Reproduce all of the material below verbatim, line for line, leaving out the picture.

__________________________________________________

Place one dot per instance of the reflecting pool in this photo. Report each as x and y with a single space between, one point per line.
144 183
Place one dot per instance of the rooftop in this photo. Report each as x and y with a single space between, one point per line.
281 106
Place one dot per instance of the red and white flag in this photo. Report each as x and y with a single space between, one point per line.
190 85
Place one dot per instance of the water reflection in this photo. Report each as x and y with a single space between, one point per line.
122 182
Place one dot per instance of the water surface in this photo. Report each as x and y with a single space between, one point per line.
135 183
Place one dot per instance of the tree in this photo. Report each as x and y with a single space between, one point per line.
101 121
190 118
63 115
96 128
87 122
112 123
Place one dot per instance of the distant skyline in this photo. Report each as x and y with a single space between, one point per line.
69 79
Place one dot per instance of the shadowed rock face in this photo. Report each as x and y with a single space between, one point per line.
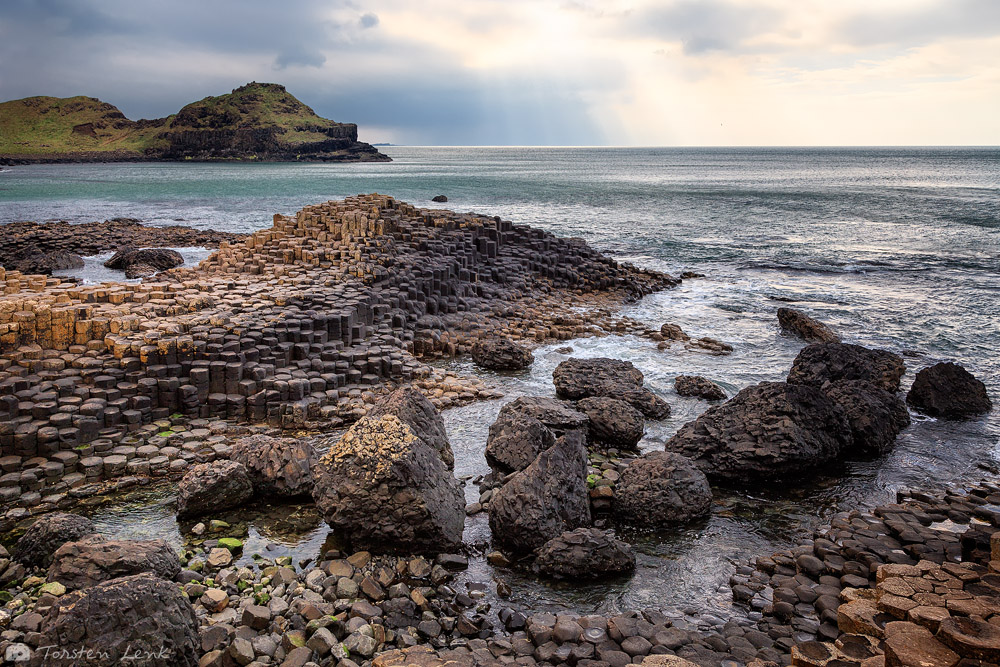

__________________________________________________

Worked solution ▸
Place one dot per instance of the reflecting pool in this photo. Report each as x and y with a single space between, one point per line.
144 183
Place one dot per instance of the rooftop in this photo. Report each as x and y with a single space between, one point per line.
281 106
Place one dot per instance of the red and white flag in this photo. Report each as x and y with a single space between, one point per line.
190 85
Place one dot per instance of the water reflection in this photo. Report each as x and y with a single space between, one point per line.
122 182
Place one dot per instance of the water surface in this photo. Report each as x and y with a single space between, one point per line.
135 183
Place one dot per instance of the tree in this photo. Report each as x and y with a single space between, one point per line.
101 121
190 118
63 115
96 128
87 122
112 123
Place one dot per instance of the distant skyline in this photo. Report each as x and y with a single space between, one point per line.
69 79
Place one dot per instance of the shadowed rock face in this photo. Report each as x and y with a single space between, one point per line.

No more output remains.